■ **Goal**
List every line in the records that contains the word "board".

■ **Provided records**

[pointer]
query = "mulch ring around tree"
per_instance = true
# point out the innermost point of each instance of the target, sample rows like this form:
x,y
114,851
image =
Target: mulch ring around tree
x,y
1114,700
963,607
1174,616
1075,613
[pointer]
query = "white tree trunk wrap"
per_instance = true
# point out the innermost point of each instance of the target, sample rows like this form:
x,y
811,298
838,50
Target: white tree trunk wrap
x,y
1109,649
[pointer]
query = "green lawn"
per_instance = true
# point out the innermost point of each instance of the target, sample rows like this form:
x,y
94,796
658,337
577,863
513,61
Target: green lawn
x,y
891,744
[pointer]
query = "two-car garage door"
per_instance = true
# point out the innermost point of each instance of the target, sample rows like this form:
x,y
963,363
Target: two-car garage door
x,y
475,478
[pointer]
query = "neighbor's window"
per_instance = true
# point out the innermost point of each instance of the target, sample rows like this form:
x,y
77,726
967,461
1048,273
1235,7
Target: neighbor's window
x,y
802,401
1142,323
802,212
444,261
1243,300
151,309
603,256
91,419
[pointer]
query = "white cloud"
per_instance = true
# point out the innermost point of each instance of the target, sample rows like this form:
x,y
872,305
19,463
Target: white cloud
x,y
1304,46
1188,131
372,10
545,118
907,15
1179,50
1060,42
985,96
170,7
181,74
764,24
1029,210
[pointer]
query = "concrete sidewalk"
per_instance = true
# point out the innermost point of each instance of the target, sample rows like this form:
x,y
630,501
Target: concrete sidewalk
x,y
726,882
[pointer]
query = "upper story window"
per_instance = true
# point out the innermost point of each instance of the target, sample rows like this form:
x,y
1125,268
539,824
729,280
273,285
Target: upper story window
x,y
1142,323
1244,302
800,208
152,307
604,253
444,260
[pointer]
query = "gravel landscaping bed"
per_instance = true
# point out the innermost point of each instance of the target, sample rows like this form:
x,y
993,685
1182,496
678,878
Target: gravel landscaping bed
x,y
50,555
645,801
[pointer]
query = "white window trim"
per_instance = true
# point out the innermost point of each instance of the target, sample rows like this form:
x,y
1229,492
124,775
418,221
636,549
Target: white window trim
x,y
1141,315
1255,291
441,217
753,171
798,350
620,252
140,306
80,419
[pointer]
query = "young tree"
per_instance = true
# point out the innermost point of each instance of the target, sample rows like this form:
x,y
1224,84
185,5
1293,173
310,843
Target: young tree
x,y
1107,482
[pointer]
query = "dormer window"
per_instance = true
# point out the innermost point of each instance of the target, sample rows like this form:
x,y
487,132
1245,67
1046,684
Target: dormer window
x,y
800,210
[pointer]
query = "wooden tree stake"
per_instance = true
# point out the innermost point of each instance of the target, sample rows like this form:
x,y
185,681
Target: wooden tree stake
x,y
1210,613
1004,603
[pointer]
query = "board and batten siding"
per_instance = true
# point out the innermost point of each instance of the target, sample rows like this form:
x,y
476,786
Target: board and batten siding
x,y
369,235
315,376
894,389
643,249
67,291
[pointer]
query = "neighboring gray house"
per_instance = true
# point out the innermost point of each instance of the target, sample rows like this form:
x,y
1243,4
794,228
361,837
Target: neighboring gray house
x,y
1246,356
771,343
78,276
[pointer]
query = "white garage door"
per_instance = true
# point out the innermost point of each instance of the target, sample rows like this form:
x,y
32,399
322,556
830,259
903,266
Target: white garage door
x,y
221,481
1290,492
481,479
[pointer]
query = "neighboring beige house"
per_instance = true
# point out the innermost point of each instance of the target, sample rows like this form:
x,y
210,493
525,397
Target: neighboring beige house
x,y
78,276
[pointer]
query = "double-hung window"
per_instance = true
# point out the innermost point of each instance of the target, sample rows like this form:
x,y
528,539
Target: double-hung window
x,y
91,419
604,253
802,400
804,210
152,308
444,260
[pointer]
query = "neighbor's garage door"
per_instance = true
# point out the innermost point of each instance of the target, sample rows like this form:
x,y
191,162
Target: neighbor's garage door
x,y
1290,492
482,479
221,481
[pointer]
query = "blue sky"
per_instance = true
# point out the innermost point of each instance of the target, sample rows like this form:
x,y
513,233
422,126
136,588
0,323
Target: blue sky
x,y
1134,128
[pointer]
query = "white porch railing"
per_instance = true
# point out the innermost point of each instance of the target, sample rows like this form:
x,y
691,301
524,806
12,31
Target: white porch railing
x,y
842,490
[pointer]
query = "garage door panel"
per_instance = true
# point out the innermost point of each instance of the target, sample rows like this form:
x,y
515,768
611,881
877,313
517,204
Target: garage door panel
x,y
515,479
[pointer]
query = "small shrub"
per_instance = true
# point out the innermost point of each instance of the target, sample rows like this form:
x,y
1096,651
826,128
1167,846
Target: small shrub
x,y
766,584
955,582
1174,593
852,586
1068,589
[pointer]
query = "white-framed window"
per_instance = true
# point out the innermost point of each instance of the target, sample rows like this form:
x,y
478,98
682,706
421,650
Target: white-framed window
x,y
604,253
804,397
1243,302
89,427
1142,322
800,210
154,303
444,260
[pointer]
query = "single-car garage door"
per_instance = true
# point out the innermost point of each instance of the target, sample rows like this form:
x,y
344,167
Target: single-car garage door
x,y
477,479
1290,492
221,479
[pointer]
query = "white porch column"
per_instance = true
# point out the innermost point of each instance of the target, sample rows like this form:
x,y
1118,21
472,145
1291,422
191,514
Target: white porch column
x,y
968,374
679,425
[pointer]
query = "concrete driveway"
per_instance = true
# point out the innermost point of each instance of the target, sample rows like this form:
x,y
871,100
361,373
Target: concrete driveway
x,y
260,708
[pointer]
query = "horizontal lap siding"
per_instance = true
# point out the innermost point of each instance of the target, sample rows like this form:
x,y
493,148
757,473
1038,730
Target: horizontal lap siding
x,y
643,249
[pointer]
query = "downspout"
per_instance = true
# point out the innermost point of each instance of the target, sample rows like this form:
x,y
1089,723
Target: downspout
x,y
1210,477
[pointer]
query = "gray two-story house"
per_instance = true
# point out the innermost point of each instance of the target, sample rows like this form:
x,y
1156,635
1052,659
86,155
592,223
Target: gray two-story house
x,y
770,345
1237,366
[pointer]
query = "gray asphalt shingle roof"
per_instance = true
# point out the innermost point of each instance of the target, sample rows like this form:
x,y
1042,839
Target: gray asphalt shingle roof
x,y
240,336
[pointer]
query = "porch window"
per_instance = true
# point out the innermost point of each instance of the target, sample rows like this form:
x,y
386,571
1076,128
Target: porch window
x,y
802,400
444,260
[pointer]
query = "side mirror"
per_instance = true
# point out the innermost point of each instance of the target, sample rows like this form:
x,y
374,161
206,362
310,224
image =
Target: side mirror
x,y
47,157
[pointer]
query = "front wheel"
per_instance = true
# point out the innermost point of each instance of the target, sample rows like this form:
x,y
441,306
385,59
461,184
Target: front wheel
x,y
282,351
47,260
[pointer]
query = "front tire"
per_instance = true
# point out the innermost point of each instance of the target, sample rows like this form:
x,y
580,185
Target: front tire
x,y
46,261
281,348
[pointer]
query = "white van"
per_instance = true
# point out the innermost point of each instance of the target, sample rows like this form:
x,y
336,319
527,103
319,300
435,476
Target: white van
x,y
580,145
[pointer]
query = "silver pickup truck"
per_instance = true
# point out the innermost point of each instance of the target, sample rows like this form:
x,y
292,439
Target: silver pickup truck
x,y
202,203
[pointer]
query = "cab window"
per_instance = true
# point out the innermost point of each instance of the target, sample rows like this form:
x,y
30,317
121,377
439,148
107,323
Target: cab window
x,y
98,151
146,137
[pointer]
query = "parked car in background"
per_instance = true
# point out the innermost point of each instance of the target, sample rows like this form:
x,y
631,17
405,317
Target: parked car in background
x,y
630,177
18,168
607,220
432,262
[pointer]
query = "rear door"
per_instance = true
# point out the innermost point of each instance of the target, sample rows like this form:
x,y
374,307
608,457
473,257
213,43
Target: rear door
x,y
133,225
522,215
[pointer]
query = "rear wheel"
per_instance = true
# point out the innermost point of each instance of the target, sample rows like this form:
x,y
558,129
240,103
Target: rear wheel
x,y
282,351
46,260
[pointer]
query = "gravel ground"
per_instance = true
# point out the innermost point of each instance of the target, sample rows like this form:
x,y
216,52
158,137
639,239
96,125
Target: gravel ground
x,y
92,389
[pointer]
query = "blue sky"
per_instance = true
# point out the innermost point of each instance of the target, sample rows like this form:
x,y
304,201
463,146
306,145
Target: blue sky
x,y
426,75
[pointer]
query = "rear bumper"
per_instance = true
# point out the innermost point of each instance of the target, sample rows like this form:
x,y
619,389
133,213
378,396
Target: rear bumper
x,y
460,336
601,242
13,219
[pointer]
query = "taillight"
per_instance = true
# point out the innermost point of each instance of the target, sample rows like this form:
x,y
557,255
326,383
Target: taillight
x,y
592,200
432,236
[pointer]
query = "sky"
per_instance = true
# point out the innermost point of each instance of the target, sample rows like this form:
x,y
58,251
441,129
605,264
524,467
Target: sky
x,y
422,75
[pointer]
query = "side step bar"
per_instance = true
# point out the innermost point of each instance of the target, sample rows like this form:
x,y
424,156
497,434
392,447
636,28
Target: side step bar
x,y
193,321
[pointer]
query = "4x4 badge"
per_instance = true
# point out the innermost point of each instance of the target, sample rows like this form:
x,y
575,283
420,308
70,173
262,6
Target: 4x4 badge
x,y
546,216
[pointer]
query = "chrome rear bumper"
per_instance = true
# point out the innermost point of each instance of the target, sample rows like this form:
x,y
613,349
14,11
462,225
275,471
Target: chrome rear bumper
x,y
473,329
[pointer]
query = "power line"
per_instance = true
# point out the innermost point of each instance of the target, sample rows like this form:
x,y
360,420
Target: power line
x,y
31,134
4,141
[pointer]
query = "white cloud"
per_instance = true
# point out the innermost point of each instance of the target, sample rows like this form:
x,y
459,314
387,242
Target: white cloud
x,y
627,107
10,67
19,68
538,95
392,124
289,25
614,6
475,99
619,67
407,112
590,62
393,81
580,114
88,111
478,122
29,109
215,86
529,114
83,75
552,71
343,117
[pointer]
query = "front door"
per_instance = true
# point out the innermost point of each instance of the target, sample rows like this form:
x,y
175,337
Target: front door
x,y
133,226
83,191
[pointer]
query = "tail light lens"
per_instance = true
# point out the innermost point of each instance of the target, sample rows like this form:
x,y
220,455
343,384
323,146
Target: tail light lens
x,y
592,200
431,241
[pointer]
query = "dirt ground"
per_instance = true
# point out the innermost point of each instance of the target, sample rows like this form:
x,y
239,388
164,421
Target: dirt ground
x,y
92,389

■ **Finished exercise**
query = "board and batten siding"
Target: board and batten siding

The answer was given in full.